EXERCISE GOAL:
Which lines in the material below contain the word "suit"? Copy each of them.

Items from a dataset:
——————
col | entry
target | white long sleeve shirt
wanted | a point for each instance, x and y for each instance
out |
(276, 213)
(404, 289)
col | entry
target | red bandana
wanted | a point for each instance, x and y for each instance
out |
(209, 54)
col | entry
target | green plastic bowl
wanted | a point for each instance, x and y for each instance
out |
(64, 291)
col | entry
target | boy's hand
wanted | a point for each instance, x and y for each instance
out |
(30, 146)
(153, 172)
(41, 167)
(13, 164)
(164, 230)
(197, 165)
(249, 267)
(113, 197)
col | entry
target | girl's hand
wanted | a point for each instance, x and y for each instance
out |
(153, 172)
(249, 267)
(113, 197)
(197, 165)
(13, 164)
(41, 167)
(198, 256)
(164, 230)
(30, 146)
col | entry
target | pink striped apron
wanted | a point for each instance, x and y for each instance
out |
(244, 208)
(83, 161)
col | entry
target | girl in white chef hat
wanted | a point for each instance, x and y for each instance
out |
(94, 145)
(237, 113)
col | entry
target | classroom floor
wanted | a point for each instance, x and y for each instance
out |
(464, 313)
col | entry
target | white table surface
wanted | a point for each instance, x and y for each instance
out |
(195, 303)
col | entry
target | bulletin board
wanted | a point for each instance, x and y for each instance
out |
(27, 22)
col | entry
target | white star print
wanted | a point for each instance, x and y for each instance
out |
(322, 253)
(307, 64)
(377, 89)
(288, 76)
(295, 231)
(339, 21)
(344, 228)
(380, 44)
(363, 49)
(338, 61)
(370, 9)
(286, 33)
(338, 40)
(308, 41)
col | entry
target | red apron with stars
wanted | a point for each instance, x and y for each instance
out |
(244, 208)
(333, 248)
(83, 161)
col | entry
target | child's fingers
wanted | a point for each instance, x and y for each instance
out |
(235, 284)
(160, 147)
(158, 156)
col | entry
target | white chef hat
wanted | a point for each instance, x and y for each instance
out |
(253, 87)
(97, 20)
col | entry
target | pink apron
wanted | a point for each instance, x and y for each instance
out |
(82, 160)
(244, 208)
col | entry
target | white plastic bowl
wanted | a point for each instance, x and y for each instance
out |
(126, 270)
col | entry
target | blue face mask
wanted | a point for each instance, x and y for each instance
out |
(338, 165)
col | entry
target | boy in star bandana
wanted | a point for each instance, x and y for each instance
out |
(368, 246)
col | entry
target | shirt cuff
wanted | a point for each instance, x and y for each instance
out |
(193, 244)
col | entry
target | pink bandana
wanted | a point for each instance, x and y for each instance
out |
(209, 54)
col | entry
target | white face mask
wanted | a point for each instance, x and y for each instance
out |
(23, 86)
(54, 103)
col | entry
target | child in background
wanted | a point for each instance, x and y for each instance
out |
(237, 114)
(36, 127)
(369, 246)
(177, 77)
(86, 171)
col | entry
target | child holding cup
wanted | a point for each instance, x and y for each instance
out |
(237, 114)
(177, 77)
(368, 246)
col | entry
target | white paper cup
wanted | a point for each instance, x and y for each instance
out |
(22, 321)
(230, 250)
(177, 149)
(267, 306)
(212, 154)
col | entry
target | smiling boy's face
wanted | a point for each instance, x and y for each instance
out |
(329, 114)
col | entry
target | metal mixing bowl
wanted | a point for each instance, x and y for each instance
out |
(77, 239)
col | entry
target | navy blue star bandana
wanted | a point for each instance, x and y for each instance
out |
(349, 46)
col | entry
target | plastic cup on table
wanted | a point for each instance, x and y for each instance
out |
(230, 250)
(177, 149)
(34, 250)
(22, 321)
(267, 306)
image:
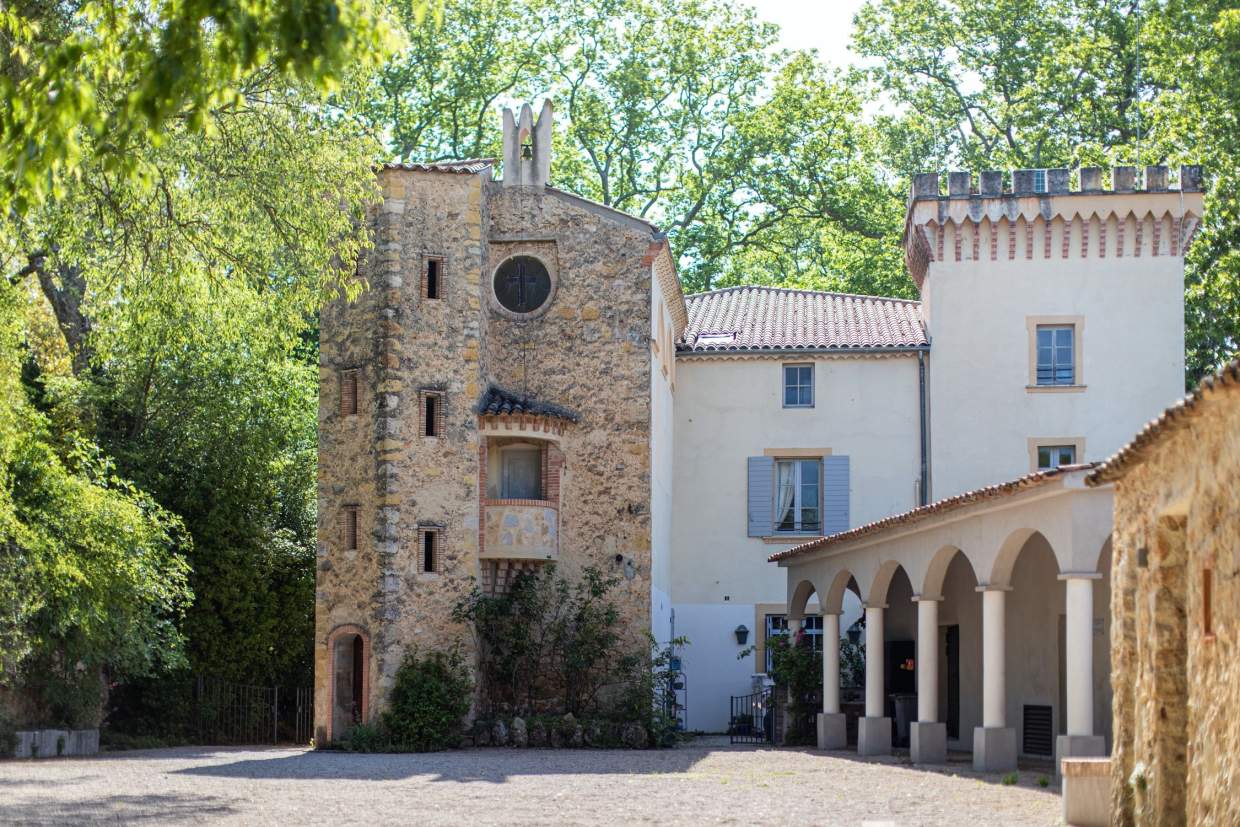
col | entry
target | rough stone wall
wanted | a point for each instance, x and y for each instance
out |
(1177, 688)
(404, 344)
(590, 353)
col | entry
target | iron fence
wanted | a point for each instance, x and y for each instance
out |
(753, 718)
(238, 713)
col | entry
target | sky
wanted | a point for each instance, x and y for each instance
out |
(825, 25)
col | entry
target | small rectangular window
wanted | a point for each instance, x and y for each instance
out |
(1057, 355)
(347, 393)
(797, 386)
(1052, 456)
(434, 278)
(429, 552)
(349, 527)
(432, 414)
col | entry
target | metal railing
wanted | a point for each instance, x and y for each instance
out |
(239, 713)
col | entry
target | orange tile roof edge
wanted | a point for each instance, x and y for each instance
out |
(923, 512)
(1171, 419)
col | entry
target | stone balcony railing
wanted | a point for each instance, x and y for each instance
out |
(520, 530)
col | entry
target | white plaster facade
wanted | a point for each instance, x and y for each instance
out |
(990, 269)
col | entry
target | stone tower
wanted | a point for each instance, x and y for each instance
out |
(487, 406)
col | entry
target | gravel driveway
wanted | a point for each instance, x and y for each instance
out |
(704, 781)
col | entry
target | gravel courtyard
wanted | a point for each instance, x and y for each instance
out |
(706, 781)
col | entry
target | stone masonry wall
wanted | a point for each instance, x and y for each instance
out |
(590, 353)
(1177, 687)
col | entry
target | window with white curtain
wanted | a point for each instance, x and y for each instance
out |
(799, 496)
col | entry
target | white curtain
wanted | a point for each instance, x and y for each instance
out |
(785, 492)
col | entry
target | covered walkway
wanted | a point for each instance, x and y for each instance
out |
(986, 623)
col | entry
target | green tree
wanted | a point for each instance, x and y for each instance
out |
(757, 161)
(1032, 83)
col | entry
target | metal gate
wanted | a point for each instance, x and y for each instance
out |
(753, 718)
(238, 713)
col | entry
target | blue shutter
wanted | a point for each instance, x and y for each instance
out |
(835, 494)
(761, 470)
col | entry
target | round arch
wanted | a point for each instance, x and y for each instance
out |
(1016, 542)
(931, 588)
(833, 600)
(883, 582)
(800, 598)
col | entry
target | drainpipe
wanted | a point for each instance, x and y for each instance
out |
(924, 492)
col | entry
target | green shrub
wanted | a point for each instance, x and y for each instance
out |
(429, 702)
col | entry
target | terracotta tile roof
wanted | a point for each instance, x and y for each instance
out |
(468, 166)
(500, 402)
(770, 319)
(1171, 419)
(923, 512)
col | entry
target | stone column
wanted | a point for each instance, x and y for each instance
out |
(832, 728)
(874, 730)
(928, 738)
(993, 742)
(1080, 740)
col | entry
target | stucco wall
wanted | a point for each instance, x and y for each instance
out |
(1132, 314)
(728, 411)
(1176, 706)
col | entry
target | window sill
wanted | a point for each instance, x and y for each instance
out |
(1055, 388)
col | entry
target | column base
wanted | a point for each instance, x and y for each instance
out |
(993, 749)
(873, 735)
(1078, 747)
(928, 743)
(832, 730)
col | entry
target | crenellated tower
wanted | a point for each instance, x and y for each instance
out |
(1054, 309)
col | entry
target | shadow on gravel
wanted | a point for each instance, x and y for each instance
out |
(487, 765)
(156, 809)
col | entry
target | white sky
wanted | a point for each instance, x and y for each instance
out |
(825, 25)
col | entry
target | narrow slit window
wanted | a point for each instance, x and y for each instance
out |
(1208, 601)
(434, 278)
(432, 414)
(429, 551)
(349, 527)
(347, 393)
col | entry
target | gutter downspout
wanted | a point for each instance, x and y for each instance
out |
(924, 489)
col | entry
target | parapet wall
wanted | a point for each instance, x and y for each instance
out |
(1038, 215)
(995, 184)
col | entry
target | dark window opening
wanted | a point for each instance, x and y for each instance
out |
——————
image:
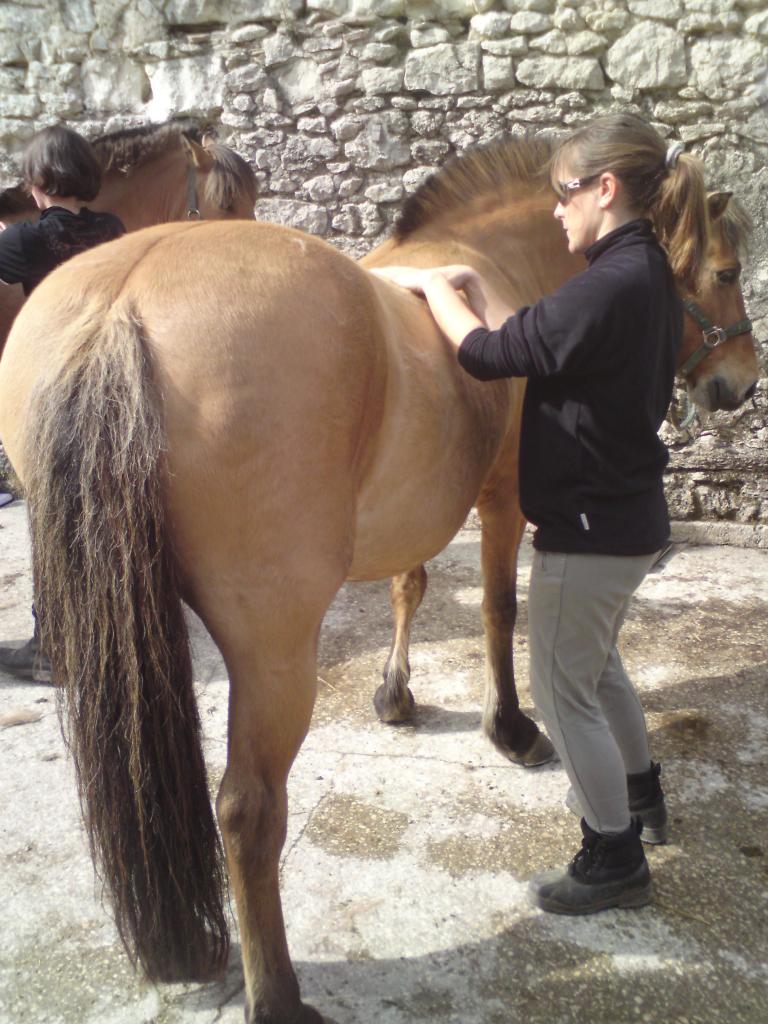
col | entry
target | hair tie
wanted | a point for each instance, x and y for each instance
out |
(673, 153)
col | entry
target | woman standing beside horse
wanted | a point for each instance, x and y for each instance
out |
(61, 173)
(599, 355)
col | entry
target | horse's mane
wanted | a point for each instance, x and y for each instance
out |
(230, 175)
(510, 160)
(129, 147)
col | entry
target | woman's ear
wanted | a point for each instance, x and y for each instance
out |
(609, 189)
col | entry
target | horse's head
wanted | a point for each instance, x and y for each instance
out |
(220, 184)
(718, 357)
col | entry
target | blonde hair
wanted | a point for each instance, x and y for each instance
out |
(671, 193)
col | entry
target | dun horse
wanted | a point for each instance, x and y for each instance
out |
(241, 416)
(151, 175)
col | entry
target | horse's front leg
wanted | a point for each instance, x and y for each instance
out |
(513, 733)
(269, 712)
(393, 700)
——————
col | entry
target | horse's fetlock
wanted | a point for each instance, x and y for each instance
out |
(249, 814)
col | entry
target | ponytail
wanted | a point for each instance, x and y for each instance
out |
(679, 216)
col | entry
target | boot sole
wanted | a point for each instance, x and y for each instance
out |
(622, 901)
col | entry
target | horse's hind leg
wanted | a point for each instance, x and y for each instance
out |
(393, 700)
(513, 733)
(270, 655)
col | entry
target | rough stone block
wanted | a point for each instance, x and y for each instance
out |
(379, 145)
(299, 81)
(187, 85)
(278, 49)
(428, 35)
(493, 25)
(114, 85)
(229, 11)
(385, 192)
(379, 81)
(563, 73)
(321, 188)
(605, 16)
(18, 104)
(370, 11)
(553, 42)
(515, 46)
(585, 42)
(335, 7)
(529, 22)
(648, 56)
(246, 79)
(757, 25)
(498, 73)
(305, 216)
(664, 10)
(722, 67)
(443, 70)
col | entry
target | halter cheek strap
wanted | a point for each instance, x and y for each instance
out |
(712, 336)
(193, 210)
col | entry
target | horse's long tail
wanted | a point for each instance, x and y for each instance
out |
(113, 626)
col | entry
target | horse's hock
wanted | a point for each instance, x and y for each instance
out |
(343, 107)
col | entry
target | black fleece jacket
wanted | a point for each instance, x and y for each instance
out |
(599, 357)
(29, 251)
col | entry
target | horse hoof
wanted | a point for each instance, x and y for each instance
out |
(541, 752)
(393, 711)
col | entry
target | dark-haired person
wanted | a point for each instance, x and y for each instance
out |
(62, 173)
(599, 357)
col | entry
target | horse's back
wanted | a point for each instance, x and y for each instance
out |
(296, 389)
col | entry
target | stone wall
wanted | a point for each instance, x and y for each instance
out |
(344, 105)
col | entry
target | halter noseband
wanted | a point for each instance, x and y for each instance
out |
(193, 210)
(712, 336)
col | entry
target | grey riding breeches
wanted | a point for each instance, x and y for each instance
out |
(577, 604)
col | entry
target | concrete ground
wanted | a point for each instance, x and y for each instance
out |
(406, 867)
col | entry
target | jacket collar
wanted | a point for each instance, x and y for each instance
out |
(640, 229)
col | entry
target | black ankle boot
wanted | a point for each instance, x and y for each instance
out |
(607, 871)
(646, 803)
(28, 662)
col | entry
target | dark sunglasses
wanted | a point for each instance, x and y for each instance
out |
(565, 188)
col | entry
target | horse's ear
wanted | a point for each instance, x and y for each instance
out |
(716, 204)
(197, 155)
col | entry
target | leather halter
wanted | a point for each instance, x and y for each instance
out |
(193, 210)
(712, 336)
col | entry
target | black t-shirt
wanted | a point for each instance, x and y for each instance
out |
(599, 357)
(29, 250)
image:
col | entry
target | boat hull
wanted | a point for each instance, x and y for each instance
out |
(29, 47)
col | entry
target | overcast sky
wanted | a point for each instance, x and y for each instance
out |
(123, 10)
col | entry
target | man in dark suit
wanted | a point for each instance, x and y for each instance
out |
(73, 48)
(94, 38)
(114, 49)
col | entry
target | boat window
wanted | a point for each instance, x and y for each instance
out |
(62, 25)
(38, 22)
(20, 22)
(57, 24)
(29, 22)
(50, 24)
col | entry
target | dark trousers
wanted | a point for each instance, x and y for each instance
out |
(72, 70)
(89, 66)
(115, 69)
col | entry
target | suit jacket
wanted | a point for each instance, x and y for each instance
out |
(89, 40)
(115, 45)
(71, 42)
——————
SOLUTION TO THE PROBLEM:
target | man in dark suit
target | suit jacket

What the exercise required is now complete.